Work request =
Return every line of the data below, exactly.

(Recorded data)
== Segment start ==

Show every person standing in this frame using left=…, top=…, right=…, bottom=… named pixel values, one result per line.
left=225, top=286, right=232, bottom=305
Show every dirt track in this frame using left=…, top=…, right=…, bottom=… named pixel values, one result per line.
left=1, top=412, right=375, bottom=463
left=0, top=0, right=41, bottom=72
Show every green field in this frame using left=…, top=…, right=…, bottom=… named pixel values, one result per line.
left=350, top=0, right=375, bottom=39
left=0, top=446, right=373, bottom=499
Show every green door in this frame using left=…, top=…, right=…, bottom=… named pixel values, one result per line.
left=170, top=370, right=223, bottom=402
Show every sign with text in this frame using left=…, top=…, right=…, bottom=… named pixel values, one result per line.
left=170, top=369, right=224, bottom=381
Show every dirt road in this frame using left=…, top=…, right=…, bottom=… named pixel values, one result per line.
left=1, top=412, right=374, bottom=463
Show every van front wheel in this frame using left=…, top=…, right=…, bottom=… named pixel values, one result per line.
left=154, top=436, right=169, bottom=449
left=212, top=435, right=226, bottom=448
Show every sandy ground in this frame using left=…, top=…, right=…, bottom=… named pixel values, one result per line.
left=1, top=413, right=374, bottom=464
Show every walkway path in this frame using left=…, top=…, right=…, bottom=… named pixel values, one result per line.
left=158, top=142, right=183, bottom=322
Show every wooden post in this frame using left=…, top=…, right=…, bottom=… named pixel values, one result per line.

== Segment end ==

Exercise result =
Show every person standing in this frame using left=…, top=…, right=…, bottom=… named pixel values, one result per line.
left=225, top=286, right=232, bottom=305
Show every dirt track in this frame using left=…, top=…, right=…, bottom=… named pixel values, one result per line.
left=1, top=412, right=375, bottom=463
left=0, top=0, right=41, bottom=72
Show every green field in this frame using left=…, top=…, right=…, bottom=… named pixel values, one result per line.
left=350, top=0, right=375, bottom=39
left=0, top=446, right=373, bottom=499
Show every green door in this frame using left=…, top=…, right=…, bottom=… named pixel values, one result per line.
left=170, top=370, right=223, bottom=402
Show every sign with text in this frame using left=…, top=…, right=…, bottom=… named pixel values, one result per line.
left=170, top=369, right=224, bottom=381
Show every dirt road in this frame using left=…, top=…, right=…, bottom=… named pixel values, one result per line.
left=1, top=412, right=374, bottom=463
Show every van front wheel in this frame using left=…, top=…, right=…, bottom=… named pixel values, one result per line.
left=154, top=436, right=169, bottom=449
left=212, top=435, right=226, bottom=448
Show every sandy ground in this frame using left=…, top=…, right=…, bottom=… named pixel values, one result per line.
left=1, top=413, right=374, bottom=464
Show every walkway path in this frame using left=…, top=…, right=…, bottom=… named pixel values, one result per line.
left=158, top=142, right=183, bottom=322
Show every wooden post in this frame using left=…, top=…, right=…, bottom=… named pixel values, one result per line.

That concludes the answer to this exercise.